> _Work to complete_
Could you restate every record below word for word?

> _Data under study_
---+---
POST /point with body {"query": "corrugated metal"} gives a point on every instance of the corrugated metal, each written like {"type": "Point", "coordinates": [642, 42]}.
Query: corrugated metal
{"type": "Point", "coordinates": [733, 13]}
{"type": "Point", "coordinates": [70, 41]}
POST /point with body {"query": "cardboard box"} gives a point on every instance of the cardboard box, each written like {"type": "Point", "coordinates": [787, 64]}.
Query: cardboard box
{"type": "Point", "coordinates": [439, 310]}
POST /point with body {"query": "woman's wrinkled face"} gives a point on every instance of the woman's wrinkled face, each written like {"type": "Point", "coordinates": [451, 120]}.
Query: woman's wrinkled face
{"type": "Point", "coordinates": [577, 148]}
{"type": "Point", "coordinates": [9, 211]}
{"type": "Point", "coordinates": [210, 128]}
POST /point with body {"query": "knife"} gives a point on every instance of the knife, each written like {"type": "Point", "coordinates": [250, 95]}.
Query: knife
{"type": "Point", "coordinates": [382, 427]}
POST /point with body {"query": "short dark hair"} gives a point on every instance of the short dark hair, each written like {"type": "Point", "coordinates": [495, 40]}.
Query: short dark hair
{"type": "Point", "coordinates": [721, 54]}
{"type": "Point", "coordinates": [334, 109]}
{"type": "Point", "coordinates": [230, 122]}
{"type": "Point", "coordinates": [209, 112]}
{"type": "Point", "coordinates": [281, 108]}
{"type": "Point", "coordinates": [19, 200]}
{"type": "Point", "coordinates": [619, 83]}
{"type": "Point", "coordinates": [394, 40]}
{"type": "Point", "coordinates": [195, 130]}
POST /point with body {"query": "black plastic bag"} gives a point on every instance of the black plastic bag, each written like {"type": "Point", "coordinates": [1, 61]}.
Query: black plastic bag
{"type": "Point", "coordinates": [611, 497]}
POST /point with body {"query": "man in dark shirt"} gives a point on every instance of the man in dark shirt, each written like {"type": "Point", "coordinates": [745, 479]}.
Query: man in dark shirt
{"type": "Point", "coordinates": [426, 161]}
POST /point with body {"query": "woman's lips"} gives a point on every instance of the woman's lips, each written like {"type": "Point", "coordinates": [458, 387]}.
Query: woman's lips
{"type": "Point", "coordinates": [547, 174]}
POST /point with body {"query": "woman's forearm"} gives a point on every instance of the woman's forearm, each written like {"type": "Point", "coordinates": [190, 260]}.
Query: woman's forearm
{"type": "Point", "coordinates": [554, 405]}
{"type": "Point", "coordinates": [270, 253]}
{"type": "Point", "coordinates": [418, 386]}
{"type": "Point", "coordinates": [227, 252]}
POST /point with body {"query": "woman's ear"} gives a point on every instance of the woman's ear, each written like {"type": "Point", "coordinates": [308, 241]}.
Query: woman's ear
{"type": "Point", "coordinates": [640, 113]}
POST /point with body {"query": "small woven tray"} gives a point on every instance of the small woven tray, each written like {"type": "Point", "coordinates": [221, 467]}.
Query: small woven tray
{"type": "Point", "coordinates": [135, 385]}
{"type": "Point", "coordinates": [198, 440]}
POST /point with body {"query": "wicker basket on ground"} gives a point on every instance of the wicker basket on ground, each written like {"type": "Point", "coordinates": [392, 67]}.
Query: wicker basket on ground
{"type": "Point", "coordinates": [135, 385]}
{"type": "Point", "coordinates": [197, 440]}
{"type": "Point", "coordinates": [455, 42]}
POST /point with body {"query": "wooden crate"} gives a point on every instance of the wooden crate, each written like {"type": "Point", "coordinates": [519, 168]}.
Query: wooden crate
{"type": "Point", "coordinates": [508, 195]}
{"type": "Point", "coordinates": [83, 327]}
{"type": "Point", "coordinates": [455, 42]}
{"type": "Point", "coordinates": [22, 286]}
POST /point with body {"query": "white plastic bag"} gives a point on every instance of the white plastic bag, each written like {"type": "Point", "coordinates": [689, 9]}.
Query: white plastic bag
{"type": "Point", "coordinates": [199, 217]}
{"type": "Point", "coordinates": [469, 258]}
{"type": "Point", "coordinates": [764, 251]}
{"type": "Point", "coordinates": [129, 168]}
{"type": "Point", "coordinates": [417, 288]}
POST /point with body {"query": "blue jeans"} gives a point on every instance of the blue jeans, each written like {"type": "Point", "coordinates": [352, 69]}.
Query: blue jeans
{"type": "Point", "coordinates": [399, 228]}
---+---
> _Answer section_
POST /point with body {"query": "corrugated metal"} gives a point on every instance of the corrugated metal, each written like {"type": "Point", "coordinates": [642, 42]}.
Query: corrugated metal
{"type": "Point", "coordinates": [733, 13]}
{"type": "Point", "coordinates": [70, 41]}
POST /point with body {"query": "cardboard box"} gives a point on every instance of the cardboard box, each written like {"type": "Point", "coordinates": [787, 64]}.
Query: cardboard box
{"type": "Point", "coordinates": [439, 310]}
POST /point with body {"query": "woman's wrinkled face"} gives a point on every instance of the woman's wrinkled face, each written like {"type": "Point", "coordinates": [451, 120]}.
Query: woman's wrinkled face
{"type": "Point", "coordinates": [577, 148]}
{"type": "Point", "coordinates": [9, 211]}
{"type": "Point", "coordinates": [210, 128]}
POST /point with body {"query": "knife"} gives a point on every instance of the knife, each written like {"type": "Point", "coordinates": [250, 95]}.
Query: knife
{"type": "Point", "coordinates": [382, 427]}
POST /point with body {"query": "short dark hair"} gives a point on every instance of the short dark hair, each written like {"type": "Point", "coordinates": [495, 40]}.
Query: short dark hair
{"type": "Point", "coordinates": [721, 54]}
{"type": "Point", "coordinates": [334, 109]}
{"type": "Point", "coordinates": [230, 122]}
{"type": "Point", "coordinates": [209, 112]}
{"type": "Point", "coordinates": [281, 108]}
{"type": "Point", "coordinates": [19, 200]}
{"type": "Point", "coordinates": [619, 83]}
{"type": "Point", "coordinates": [394, 40]}
{"type": "Point", "coordinates": [195, 130]}
POST /point with body {"query": "black plastic bag"} gives a point on every instance of the black plastic bag, each written like {"type": "Point", "coordinates": [1, 61]}.
Query: black plastic bag
{"type": "Point", "coordinates": [611, 497]}
POST /point with body {"query": "man in dark shirt"} gives a point on every instance of the man in dark shirt, each written like {"type": "Point", "coordinates": [745, 479]}.
Query: man in dark shirt
{"type": "Point", "coordinates": [426, 161]}
POST /point with body {"query": "woman's lips"} gives a point on every instance of the woman's lips, each written like {"type": "Point", "coordinates": [458, 387]}.
Query: woman's lips
{"type": "Point", "coordinates": [547, 174]}
POST /point with body {"query": "woman's forearm"} gives a point on every instance of the woman's forearm, each written like {"type": "Point", "coordinates": [190, 260]}.
Query: woman's forearm
{"type": "Point", "coordinates": [554, 405]}
{"type": "Point", "coordinates": [270, 253]}
{"type": "Point", "coordinates": [418, 386]}
{"type": "Point", "coordinates": [227, 252]}
POST /point with body {"query": "woman's ear"} gives a point on every instance of the woman's ear, each written like {"type": "Point", "coordinates": [308, 241]}.
Query: woman's ear
{"type": "Point", "coordinates": [640, 113]}
POST /point with body {"query": "small woven tray"} gives a point on every instance of the small woven tray, each written like {"type": "Point", "coordinates": [221, 467]}.
Query: small woven tray
{"type": "Point", "coordinates": [135, 385]}
{"type": "Point", "coordinates": [198, 440]}
POST /point with body {"query": "wicker basket on ground"} gives a point on every instance of the wicker basket on ground, each written like {"type": "Point", "coordinates": [392, 67]}.
Query: wicker basket on ground
{"type": "Point", "coordinates": [135, 385]}
{"type": "Point", "coordinates": [197, 440]}
{"type": "Point", "coordinates": [455, 42]}
POST /point with body {"query": "wooden crate"} gives a point on every instance of the wooden crate, each written like {"type": "Point", "coordinates": [519, 168]}.
Query: wooden crate
{"type": "Point", "coordinates": [508, 195]}
{"type": "Point", "coordinates": [83, 327]}
{"type": "Point", "coordinates": [455, 42]}
{"type": "Point", "coordinates": [22, 286]}
POST /point with body {"query": "white plastic bag"} gives a point on every instance of the white plastic bag, each written like {"type": "Point", "coordinates": [689, 9]}.
Query: white plastic bag
{"type": "Point", "coordinates": [199, 217]}
{"type": "Point", "coordinates": [469, 258]}
{"type": "Point", "coordinates": [764, 251]}
{"type": "Point", "coordinates": [129, 168]}
{"type": "Point", "coordinates": [417, 288]}
POST /point with body {"query": "blue jeans"} gives a point on every instance of the blue jeans, each written like {"type": "Point", "coordinates": [352, 69]}.
Query: blue jeans
{"type": "Point", "coordinates": [399, 228]}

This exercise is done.